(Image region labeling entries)
= = = = = = =

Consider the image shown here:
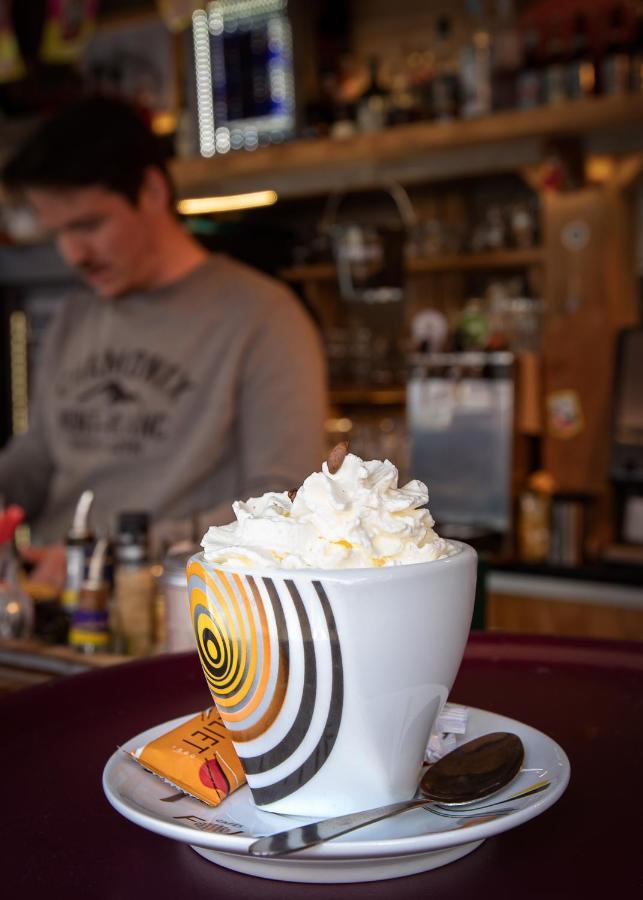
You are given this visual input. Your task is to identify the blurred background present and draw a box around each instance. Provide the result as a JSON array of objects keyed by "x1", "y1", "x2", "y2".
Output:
[{"x1": 0, "y1": 0, "x2": 643, "y2": 676}]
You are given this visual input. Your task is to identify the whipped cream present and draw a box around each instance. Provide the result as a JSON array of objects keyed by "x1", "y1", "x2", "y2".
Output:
[{"x1": 202, "y1": 453, "x2": 452, "y2": 569}]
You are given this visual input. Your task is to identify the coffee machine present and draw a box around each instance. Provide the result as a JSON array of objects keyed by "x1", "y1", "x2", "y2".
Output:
[{"x1": 407, "y1": 351, "x2": 514, "y2": 550}]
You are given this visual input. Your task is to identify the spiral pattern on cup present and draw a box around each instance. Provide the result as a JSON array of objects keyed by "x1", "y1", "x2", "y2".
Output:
[{"x1": 188, "y1": 559, "x2": 343, "y2": 805}]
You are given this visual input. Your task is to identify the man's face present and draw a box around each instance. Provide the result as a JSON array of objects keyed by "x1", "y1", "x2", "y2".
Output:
[{"x1": 28, "y1": 185, "x2": 154, "y2": 297}]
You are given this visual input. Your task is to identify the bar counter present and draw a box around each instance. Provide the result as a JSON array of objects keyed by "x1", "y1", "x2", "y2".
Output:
[{"x1": 0, "y1": 634, "x2": 643, "y2": 900}]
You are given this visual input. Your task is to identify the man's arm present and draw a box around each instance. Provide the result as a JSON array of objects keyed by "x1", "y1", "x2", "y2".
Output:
[
  {"x1": 152, "y1": 296, "x2": 326, "y2": 553},
  {"x1": 234, "y1": 288, "x2": 326, "y2": 499},
  {"x1": 0, "y1": 424, "x2": 53, "y2": 519}
]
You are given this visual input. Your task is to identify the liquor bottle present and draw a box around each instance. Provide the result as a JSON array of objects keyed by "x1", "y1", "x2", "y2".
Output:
[
  {"x1": 517, "y1": 27, "x2": 544, "y2": 109},
  {"x1": 544, "y1": 19, "x2": 567, "y2": 106},
  {"x1": 601, "y1": 6, "x2": 630, "y2": 97},
  {"x1": 114, "y1": 512, "x2": 156, "y2": 656},
  {"x1": 68, "y1": 538, "x2": 110, "y2": 653},
  {"x1": 431, "y1": 16, "x2": 459, "y2": 122},
  {"x1": 0, "y1": 499, "x2": 34, "y2": 638},
  {"x1": 630, "y1": 9, "x2": 643, "y2": 94},
  {"x1": 567, "y1": 12, "x2": 596, "y2": 100},
  {"x1": 62, "y1": 491, "x2": 94, "y2": 619},
  {"x1": 491, "y1": 0, "x2": 522, "y2": 110},
  {"x1": 460, "y1": 0, "x2": 491, "y2": 119},
  {"x1": 357, "y1": 56, "x2": 389, "y2": 131}
]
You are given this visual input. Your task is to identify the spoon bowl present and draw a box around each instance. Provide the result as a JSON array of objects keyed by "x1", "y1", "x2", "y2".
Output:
[{"x1": 248, "y1": 731, "x2": 524, "y2": 857}]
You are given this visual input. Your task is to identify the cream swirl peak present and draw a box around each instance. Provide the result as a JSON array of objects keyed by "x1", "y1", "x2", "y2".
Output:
[{"x1": 202, "y1": 445, "x2": 451, "y2": 569}]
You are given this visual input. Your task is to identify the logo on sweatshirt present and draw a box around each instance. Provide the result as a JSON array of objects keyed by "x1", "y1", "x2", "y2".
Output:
[{"x1": 56, "y1": 349, "x2": 195, "y2": 456}]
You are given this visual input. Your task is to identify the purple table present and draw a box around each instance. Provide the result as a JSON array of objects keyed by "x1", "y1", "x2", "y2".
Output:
[{"x1": 0, "y1": 634, "x2": 643, "y2": 900}]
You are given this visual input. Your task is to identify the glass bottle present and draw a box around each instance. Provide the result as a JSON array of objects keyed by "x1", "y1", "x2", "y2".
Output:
[
  {"x1": 491, "y1": 0, "x2": 522, "y2": 110},
  {"x1": 601, "y1": 6, "x2": 630, "y2": 97},
  {"x1": 544, "y1": 19, "x2": 567, "y2": 106},
  {"x1": 460, "y1": 0, "x2": 491, "y2": 119},
  {"x1": 114, "y1": 512, "x2": 156, "y2": 656},
  {"x1": 357, "y1": 56, "x2": 389, "y2": 131},
  {"x1": 517, "y1": 28, "x2": 543, "y2": 109},
  {"x1": 567, "y1": 12, "x2": 596, "y2": 100}
]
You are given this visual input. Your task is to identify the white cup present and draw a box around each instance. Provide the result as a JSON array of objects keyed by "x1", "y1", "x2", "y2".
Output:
[{"x1": 187, "y1": 541, "x2": 476, "y2": 816}]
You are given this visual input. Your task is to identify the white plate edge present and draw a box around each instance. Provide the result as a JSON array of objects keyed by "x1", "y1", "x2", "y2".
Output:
[{"x1": 102, "y1": 707, "x2": 571, "y2": 862}]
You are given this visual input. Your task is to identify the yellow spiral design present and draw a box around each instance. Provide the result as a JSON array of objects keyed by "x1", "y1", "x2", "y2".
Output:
[{"x1": 188, "y1": 561, "x2": 271, "y2": 722}]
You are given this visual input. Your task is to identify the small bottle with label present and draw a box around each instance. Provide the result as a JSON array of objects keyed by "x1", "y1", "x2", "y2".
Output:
[
  {"x1": 62, "y1": 491, "x2": 94, "y2": 619},
  {"x1": 114, "y1": 512, "x2": 156, "y2": 656},
  {"x1": 69, "y1": 538, "x2": 110, "y2": 653}
]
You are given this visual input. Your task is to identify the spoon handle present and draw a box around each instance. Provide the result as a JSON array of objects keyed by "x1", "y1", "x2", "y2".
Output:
[{"x1": 248, "y1": 797, "x2": 431, "y2": 857}]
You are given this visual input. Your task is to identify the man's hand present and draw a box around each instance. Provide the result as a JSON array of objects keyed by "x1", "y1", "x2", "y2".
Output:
[{"x1": 20, "y1": 544, "x2": 67, "y2": 591}]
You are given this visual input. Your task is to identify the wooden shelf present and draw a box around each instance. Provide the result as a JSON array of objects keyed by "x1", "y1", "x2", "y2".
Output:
[
  {"x1": 279, "y1": 247, "x2": 543, "y2": 281},
  {"x1": 172, "y1": 96, "x2": 643, "y2": 198},
  {"x1": 328, "y1": 386, "x2": 406, "y2": 406}
]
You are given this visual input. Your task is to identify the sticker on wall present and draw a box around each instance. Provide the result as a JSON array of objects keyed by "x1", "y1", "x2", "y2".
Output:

= = = = = = =

* **TASK DIRECTIONS**: Restate word for word the lines from the one holding "the man's hand" to the end of the listing, both ends included, and nothing more.

* **OUTPUT FOR THIS TASK**:
You are given this visual input. Your task is to identify the man's hand present and draw a box around each instance. Provide the result as a JSON array of objects keyed by "x1", "y1", "x2", "y2".
Output:
[{"x1": 20, "y1": 544, "x2": 67, "y2": 591}]
You are given this visual input. Your task is to identify the wooden shelf present and draw a box around each instance. Provide the result as a JSON array of objects keyed by "x1", "y1", "x2", "y2".
Output:
[
  {"x1": 279, "y1": 247, "x2": 543, "y2": 281},
  {"x1": 172, "y1": 96, "x2": 643, "y2": 198},
  {"x1": 328, "y1": 386, "x2": 406, "y2": 406}
]
You are given this visual input. Your task is to identify the sticker on wall present and draw a box around each instance. Provide the result as a JSON array of objects keyed by "x1", "y1", "x2", "y2".
Output:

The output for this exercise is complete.